[Stored data entries]
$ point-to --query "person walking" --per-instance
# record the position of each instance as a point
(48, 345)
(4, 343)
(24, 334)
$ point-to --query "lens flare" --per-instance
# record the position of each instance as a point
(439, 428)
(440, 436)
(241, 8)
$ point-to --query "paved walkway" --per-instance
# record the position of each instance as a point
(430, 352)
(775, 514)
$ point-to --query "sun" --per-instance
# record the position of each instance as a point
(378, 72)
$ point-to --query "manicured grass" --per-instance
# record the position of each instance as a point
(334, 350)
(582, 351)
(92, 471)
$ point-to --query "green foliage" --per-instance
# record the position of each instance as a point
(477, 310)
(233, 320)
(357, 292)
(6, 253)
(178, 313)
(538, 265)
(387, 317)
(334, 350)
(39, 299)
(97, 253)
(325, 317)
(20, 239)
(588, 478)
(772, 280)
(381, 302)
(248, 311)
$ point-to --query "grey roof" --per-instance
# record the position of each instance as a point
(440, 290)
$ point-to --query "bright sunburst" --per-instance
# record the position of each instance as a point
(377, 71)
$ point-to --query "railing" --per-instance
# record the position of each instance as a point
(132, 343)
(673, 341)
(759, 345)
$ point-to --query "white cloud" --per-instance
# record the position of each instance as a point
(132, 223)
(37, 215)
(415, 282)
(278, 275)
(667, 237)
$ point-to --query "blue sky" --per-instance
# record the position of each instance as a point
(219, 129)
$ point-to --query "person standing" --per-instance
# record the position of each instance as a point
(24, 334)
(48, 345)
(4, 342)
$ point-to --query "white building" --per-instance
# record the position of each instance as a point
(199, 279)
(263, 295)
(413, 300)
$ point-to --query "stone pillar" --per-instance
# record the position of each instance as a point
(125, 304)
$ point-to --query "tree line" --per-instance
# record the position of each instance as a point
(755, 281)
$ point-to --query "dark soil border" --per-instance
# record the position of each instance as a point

__Directions__
Copy whichever lines of the records above contain the word "person".

__Answer below__
$ point-to --query "person walking" --per-instance
$ point-to --query "person standing" --per-instance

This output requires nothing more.